_WHAT YOU SHOULD DO_
Provide the data again in its entirety, exactly as given.

_RECORDS FOR THE EXERCISE_
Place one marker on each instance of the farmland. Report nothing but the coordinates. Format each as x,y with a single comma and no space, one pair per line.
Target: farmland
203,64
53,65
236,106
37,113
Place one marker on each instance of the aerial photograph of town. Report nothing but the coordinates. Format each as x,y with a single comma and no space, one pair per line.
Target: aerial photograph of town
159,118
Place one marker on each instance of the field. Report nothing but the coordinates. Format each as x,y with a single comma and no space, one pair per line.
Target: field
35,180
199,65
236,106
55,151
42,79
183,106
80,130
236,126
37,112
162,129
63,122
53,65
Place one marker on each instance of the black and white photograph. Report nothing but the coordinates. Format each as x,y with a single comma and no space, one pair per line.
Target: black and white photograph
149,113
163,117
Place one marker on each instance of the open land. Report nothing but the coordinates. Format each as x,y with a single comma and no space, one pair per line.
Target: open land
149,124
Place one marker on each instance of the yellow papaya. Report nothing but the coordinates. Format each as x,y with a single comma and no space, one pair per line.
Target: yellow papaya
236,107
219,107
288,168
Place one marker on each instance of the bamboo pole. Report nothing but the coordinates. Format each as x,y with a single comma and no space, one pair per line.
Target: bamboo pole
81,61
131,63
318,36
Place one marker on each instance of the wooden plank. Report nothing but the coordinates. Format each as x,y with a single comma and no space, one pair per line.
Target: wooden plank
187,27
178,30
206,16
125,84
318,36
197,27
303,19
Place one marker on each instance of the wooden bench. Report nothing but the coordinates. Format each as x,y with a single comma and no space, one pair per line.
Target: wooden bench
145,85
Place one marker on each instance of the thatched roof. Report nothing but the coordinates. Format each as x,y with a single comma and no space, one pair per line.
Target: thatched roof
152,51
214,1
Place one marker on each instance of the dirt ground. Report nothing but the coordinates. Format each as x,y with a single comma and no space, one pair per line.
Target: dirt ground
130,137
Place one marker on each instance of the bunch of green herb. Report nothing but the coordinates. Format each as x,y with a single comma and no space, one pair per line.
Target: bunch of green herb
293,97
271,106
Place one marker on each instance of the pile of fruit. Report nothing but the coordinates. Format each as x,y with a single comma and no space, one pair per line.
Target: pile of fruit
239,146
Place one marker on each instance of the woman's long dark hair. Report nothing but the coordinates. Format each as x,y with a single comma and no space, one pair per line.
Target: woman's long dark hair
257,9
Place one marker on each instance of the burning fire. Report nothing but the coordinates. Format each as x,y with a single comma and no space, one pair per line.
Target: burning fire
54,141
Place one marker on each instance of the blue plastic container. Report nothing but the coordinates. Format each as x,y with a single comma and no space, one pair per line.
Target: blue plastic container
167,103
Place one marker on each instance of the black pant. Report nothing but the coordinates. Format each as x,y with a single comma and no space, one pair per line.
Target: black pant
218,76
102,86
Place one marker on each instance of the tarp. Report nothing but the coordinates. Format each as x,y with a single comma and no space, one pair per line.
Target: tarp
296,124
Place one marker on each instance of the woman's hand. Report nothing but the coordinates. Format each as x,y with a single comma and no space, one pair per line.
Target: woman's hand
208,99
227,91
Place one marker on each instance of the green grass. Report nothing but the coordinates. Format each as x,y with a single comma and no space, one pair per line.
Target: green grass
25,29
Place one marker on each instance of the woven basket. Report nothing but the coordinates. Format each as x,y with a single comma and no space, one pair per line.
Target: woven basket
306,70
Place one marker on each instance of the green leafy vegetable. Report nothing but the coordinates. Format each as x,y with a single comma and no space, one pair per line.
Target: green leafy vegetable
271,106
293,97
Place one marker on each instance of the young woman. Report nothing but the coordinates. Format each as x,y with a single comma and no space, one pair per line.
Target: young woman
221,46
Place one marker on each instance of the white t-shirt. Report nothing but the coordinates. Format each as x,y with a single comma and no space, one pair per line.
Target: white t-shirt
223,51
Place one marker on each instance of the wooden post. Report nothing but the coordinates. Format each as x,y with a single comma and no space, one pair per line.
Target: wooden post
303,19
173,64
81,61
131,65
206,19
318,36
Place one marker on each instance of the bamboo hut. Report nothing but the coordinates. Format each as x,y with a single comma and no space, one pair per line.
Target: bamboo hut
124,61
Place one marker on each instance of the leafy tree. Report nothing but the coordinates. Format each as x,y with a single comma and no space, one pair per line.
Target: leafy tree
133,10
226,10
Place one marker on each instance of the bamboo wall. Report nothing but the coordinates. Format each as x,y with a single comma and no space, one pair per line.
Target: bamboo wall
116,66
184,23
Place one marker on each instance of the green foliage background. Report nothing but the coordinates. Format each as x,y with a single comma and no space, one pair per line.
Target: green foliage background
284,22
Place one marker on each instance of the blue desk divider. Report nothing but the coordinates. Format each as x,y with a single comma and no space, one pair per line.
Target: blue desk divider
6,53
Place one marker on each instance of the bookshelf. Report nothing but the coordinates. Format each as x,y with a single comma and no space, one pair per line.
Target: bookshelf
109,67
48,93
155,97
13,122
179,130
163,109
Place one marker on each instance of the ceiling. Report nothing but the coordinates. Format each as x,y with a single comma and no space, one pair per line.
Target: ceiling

_RESULT OF THIS TASK_
Place one marker on each instance of the farmland. Report nothing but the coordinates. Format each as x,y with a single comma and no space, one pair per line.
Target: farmland
203,64
53,65
236,106
37,113
Place one marker on each instance of the aerial photograph of town. Report nothing but the coordinates. Format each as x,y with a single comma and no space, one pair per line.
Target: aerial photograph of town
159,118
Place one marker on each instance of the field. Report nothing but the coordinates. Format each as x,y with a single comma and no space, one pair per line.
Target: field
35,180
199,65
236,106
55,151
42,79
183,106
80,130
236,126
37,112
162,129
63,122
53,65
Place one marker on each instance of the black and white photograph. Report nothing but the coordinates. Format each as x,y with a single comma and no space, one pair per line.
Target: black and white photograph
149,113
163,117
Place one marker on each instance of the open land. Report nothing but the coordinates. Format each as x,y with a single comma and no space, one pair per line.
Target: open land
149,124
Place one marker on each instance of the yellow papaya. Report nothing but the coordinates. Format each as x,y with a single comma and no space, one pair per line.
Target: yellow papaya
236,107
219,107
288,168
Place one marker on each instance of the bamboo pole. Report nothing but the coordinates. Format each as x,y with a single comma and no space, one pair per line.
Target: bamboo pole
81,61
131,63
318,36
Place one marker on each instance of the wooden plank. Report nothing but the coordinates. Format each as x,y with a single comma and no space, one pair per line.
Target: wooden plank
187,27
178,30
206,16
125,84
318,36
197,27
303,19
Place one marker on each instance of the wooden bench. Report nothing but the coordinates. Format each as x,y with a single comma and no space, one pair per line.
Target: wooden bench
145,85
Place one marker on each instance of the thatched roof. Report nothing but the coordinates. Format each as x,y with a single comma and no space, one pair per line.
Target: thatched roof
152,51
214,1
Place one marker on each instance of the dirt ground. Report nothing but the coordinates. Format each as x,y with a single comma and no space, one pair per line.
Target: dirt ground
130,137
Place one marker on each instance of the bunch of green herb. Report nothing but the coordinates. Format each as x,y with a single comma and no space, one pair per line.
Target: bunch of green herb
293,97
271,106
Place one marker on each instance of the pile of fruit. Report nothing but the coordinates. Format each as x,y with a single comma and no space, one pair per line.
Target: pile of fruit
239,146
Place one marker on each instance of the woman's long dark hair. Report nothing but the coordinates. Format each as x,y with a single comma and no space, one pair per line.
Target: woman's long dark hair
257,9
Place one marker on each instance of the burning fire. Report nothing but the coordinates. Format each as x,y with a single comma and no space, one pair per line.
Target: burning fire
54,141
Place one marker on each instance of the blue plastic container. Report nothing but the coordinates. Format each as x,y with a single comma and no space, one pair per line.
Target: blue plastic container
167,103
Place one marker on each instance of the black pant. Report nothing but the coordinates. Format each as x,y with a single comma and no space, one pair per line.
Target: black pant
218,76
102,86
Place one marker on each instance of the tarp. Report nothing but the coordinates. Format each as x,y with a single comma and no space, one pair per line.
Target: tarp
296,124
Place one marker on each instance of the woman's hand. Report nothing but the coordinates. Format each as x,y with a single comma and no space, one pair per line.
Target: woman's hand
208,99
227,91
Place one marker on each instance of the green grass. Report nothing but the coordinates. Format each as x,y with a single comma and no space, one pair per line.
Target: green grass
25,29
Place one marker on each instance of the woven basket. Report nothing but the coordinates. Format each as x,y with a single comma and no space, one pair per line.
Target: woven basket
306,70
Place one marker on each instance of the green leafy vegetable. Report nothing but the coordinates. Format each as x,y with a single comma and no space, one pair per line.
Target: green leafy vegetable
271,106
293,97
Place one marker on each instance of the young woman. Report nothing but the coordinates. Format each as x,y with a single comma and no space, one pair per line.
Target: young woman
221,46
Place one marker on each instance of the white t-shirt. Report nothing but the coordinates. Format each as x,y with a single comma and no space, one pair per line.
Target: white t-shirt
223,51
Place one marker on each instance of the wooden post. Report nothing but the coordinates. Format each as x,y with a single comma and no space, one pair per line.
Target: wooden post
303,19
173,64
81,61
131,65
206,19
318,36
Place one marker on each instance of the bamboo hut. Report nothing but the coordinates. Format each as x,y with a single comma and no space, one pair per line.
Target: bamboo hut
124,61
Place one marker on each instance of the leafy tree. Report nothing but the coordinates. Format each as x,y with a single comma and no space, one pair per line.
Target: leafy tree
133,10
226,10
Place one marker on each instance of the bamboo wall. Report nothing but the coordinates. Format each as x,y with a single comma and no space, one pair per line.
Target: bamboo wall
116,66
184,23
Place one marker on each instance of the green foliage background. Report nothing but the coordinates. Format each as x,y with a single comma and no space, one pair per line.
Target: green foliage background
284,22
Place one marker on each instance of the blue desk divider. Report nothing but the coordinates. Format each as x,y with a single comma and no space, one pair per line.
Target: blue desk divider
6,53
Place one marker on each instance of the bookshelf. Report nothing but the coordinates. Format each as x,y with a single comma and no space, one pair per line.
Target: bookshelf
109,67
48,93
155,97
13,122
179,130
163,109
Place one marker on each instance of the ceiling. Report nothing but the coordinates. Format each as x,y with a single comma and no space, one pair per line.
Target: ceiling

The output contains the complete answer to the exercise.